◆ **Goal**:
Extract every line of the material below and repeat each one verbatim, in the same order.

Stored items

○ ○ ○ ○ ○ ○ ○

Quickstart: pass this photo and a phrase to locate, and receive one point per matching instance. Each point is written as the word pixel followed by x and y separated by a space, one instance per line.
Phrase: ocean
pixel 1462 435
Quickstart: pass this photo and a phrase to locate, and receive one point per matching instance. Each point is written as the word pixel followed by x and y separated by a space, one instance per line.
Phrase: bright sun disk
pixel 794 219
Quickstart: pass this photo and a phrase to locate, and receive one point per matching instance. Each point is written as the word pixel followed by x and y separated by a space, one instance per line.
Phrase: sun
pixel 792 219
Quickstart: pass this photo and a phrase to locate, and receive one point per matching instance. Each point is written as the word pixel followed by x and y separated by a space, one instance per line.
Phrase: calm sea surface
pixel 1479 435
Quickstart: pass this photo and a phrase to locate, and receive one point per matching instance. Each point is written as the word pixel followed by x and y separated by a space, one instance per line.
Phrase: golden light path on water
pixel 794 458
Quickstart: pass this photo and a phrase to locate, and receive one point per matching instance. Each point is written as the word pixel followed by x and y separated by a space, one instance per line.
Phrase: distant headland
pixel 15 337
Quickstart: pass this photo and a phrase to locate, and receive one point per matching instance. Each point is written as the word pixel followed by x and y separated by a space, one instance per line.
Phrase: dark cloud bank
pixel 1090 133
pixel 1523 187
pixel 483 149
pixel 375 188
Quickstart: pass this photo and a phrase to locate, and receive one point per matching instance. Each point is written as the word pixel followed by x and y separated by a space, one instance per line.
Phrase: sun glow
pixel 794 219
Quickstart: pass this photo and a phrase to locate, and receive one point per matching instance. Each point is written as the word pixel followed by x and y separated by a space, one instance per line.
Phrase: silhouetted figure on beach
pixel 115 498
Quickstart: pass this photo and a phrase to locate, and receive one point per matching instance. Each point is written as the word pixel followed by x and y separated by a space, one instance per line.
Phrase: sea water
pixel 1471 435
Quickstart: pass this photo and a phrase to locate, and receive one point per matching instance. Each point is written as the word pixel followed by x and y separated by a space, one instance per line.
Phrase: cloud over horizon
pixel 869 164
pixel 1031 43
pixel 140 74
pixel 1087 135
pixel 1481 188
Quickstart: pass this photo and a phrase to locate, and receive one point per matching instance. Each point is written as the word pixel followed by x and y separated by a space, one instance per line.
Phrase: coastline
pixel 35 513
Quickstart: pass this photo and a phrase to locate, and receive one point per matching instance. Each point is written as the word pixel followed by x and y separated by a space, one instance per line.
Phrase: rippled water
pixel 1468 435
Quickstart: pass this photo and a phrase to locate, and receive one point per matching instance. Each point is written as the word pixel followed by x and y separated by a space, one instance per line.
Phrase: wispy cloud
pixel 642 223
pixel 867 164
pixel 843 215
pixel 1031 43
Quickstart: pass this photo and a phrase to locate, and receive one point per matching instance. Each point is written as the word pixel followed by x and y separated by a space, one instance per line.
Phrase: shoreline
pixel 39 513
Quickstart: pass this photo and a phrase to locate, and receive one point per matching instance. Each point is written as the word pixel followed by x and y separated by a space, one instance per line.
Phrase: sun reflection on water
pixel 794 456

○ ○ ○ ○ ○ ○ ○

◆ **Complete answer**:
Quickstart: pass this photo and a phrase to locate, and receive one point per matching instance. Each point is written as the word pixel followed by x and y separated by a space, one instance per line.
Phrase: ocean
pixel 1462 435
Quickstart: pass this photo and a phrase to locate, and receive one point per matching instance. Each point is written as the word pixel followed by x and y separated by a space, one instance per line.
Phrase: bright sun disk
pixel 794 219
Quickstart: pass this photo and a phrase to locate, and receive one point per matching instance. Each point is written as the word pixel followed by x and y separated by a space, one instance per line.
Phrase: sun
pixel 792 219
Quickstart: pass this photo and a phrase to locate, and receive one point per matching instance. Each point is written as the word pixel followed by x and y separated by a space, one instance per line.
Phrase: calm sea surface
pixel 1479 435
Quickstart: pass this photo and a phrase to locate, and receive one point per matching instance. Each point is written as the word pixel followed by x and y separated by a space, one instance per line.
Phrase: golden light path on water
pixel 794 458
Quickstart: pass this photo and a phrase to locate, and receive one point per matching instance. Each point is written as the word pixel followed by x and y separated by a space, one instance per line.
Phrase: distant headland
pixel 15 337
Quickstart: pass this photo and a phrase to locate, and receive one point per matching instance. Each point is written as the word pixel followed by x and y separated by a space, one instance per line.
Phrase: dark cloud bank
pixel 1090 133
pixel 1523 187
pixel 483 149
pixel 375 188
Quickstart: pass this photo and a phrase to locate, and receive one point per matching instance. Each point is written as the word pixel followed by x and y separated by a space, one instance per line.
Phrase: sun glow
pixel 794 219
Quickstart: pass this photo and a phrase to locate, and receive one point per matching instance. Each point is written as the word pixel followed by x and y separated by a space, one instance per line.
Phrase: silhouetted figure on beach
pixel 115 498
Quickstart: pass this photo and a phrase to locate, and receive one point per matching instance. Each point is written as the word pixel followed by x and y separated by a space, one instance per line.
Phrase: sea water
pixel 1471 435
Quickstart: pass this photo and a phrase to locate, and receive one point per matching instance. Each point is written as the word pixel followed by x and y separated by a space, one instance per line.
Phrase: cloud over horizon
pixel 869 164
pixel 1031 43
pixel 140 74
pixel 1087 135
pixel 1481 188
Quickstart: pass this photo and a phrase to locate, and receive one point per matching instance. Each point is written as the word pixel followed by x and y separated by a space, one instance per line.
Phrase: coastline
pixel 35 513
Quickstart: pass this photo and a phrase to locate, and receive one point per matching instance. Each point is written as the word pixel followed by x and y separated by a space, one instance per line.
Phrase: rippled water
pixel 1468 435
Quickstart: pass this photo and a phrase to locate, and receive one point per matching instance. Each point is written as the word pixel followed by x and y separated by a space, one instance per line.
Phrase: wispy cloud
pixel 642 223
pixel 867 164
pixel 843 215
pixel 1031 43
Quickstart: pass this photo and a phrase to locate, and receive one point per matching instance. Each point is written as the word pixel followed by x and y separated by a space, one instance per line.
Phrase: shoreline
pixel 39 513
Quickstart: pass this photo and a phrase to locate, and receive one point per matching instance. Each point is written as the word pixel followed by x and y separated by a space, one instance per line.
Phrase: sun reflection on water
pixel 794 456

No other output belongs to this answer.